## [Required work]
Copy word for word the lines that start with the one containing "Pinpoint plastic tarp on ground here." and end with the one containing "xmin=526 ymin=0 xmax=843 ymax=952", including both of those lines.
** start of Supplied material **
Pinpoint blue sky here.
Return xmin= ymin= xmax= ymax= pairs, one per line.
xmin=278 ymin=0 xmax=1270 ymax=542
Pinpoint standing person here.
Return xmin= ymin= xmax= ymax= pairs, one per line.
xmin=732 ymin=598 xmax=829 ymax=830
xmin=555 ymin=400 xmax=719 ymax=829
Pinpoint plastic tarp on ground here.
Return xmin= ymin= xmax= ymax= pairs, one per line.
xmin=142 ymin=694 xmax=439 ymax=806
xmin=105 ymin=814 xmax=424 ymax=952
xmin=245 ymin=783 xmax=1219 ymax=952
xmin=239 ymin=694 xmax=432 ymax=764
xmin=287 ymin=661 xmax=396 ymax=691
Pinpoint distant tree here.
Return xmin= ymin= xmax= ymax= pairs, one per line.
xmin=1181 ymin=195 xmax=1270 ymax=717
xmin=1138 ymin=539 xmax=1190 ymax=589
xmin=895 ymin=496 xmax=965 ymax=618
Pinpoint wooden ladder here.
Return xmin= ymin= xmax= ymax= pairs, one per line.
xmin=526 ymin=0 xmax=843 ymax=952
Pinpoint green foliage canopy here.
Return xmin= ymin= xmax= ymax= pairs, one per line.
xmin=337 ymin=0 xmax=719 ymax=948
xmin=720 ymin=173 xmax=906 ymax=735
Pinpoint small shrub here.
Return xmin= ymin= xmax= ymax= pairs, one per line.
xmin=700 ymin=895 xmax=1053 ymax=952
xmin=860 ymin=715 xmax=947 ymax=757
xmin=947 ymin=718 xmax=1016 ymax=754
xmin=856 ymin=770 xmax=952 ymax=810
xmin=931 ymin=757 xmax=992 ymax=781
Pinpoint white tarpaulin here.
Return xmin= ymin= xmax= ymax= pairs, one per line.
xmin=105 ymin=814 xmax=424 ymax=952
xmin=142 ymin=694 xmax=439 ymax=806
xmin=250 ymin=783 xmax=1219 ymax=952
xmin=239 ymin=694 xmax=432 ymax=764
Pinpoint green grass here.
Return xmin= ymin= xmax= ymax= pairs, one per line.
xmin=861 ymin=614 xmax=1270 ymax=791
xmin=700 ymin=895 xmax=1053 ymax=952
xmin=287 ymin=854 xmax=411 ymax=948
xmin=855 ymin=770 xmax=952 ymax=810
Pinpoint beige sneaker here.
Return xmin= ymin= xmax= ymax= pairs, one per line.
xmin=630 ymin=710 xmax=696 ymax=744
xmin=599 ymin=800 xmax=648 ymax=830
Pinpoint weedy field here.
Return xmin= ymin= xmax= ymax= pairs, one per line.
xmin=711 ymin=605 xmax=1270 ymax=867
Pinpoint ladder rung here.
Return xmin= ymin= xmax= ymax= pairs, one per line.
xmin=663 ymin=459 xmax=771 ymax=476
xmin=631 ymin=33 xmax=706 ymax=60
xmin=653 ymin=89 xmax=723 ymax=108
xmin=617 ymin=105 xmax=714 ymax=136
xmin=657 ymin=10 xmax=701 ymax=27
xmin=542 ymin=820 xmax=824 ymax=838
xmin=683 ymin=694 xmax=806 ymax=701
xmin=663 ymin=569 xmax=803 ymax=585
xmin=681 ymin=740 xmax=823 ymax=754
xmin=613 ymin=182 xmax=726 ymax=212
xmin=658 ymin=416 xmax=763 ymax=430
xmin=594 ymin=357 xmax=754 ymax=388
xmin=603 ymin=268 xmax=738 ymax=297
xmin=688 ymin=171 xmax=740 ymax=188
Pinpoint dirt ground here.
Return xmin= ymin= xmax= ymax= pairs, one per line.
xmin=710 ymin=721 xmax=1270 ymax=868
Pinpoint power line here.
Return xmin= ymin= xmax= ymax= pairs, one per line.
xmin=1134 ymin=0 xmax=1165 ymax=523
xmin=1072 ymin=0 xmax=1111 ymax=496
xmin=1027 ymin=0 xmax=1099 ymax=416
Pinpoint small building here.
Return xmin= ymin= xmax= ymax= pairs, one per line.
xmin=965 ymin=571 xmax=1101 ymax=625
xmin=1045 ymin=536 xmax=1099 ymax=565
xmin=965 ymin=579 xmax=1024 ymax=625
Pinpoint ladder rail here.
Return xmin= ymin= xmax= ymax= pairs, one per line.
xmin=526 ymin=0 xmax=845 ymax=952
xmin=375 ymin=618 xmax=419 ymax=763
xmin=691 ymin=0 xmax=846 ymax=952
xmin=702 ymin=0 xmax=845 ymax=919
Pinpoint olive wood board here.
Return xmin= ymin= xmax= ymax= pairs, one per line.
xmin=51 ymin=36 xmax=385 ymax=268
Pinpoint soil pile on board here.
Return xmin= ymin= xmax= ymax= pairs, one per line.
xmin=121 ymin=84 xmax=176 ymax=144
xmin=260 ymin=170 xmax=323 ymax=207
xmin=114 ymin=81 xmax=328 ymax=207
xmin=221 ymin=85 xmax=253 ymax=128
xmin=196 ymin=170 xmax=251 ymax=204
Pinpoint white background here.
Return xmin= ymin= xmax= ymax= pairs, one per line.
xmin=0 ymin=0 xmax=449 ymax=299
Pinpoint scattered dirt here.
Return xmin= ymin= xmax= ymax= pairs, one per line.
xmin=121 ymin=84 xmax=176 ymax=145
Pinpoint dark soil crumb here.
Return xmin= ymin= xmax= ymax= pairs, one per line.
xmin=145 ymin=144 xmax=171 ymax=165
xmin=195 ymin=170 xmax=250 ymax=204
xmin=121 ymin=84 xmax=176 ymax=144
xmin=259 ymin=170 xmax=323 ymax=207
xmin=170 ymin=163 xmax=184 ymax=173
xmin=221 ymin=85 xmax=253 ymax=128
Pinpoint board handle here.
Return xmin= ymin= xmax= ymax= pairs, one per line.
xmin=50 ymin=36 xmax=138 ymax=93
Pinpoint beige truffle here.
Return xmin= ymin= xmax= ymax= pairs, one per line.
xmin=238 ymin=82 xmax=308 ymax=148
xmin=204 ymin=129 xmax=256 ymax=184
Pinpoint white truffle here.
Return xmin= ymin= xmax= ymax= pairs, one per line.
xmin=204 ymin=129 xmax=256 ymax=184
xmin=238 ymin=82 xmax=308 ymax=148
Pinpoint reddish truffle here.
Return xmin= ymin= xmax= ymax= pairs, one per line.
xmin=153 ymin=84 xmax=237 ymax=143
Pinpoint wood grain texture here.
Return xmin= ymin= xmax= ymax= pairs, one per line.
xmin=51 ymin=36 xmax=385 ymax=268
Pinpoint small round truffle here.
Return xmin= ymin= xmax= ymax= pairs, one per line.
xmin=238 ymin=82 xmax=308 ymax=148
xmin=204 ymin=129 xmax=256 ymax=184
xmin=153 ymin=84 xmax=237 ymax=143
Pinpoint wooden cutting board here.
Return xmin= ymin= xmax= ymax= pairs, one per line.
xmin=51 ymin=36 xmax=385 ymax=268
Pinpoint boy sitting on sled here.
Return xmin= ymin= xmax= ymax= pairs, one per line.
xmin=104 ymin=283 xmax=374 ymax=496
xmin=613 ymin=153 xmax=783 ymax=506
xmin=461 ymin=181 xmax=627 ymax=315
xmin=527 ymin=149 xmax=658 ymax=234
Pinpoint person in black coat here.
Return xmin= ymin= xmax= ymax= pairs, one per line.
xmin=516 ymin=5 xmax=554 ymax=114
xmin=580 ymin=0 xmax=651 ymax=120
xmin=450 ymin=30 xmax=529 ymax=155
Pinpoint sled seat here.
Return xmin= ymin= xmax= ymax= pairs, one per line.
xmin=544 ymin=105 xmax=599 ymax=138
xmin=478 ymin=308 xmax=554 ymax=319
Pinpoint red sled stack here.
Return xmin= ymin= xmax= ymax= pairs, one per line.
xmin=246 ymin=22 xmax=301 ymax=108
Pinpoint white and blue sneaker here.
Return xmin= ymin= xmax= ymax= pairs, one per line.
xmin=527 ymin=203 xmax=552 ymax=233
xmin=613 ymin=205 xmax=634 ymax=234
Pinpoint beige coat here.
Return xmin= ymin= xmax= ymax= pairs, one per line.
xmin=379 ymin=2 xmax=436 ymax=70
** end of Supplied material **
## [Task result]
Pinpoint plastic tarp on ground here.
Return xmin= ymin= xmax= ymax= pairs, one per line.
xmin=142 ymin=694 xmax=439 ymax=806
xmin=105 ymin=814 xmax=424 ymax=952
xmin=245 ymin=783 xmax=1219 ymax=952
xmin=239 ymin=694 xmax=432 ymax=764
xmin=287 ymin=661 xmax=396 ymax=691
Pinpoint distant tree here.
Return xmin= ymin= xmax= ymax= pairs, one per line.
xmin=1181 ymin=195 xmax=1270 ymax=717
xmin=1138 ymin=539 xmax=1190 ymax=589
xmin=895 ymin=496 xmax=965 ymax=618
Pinpoint wooden ladder here.
Return xmin= ymin= xmax= ymax= pairs, one per line.
xmin=526 ymin=0 xmax=843 ymax=952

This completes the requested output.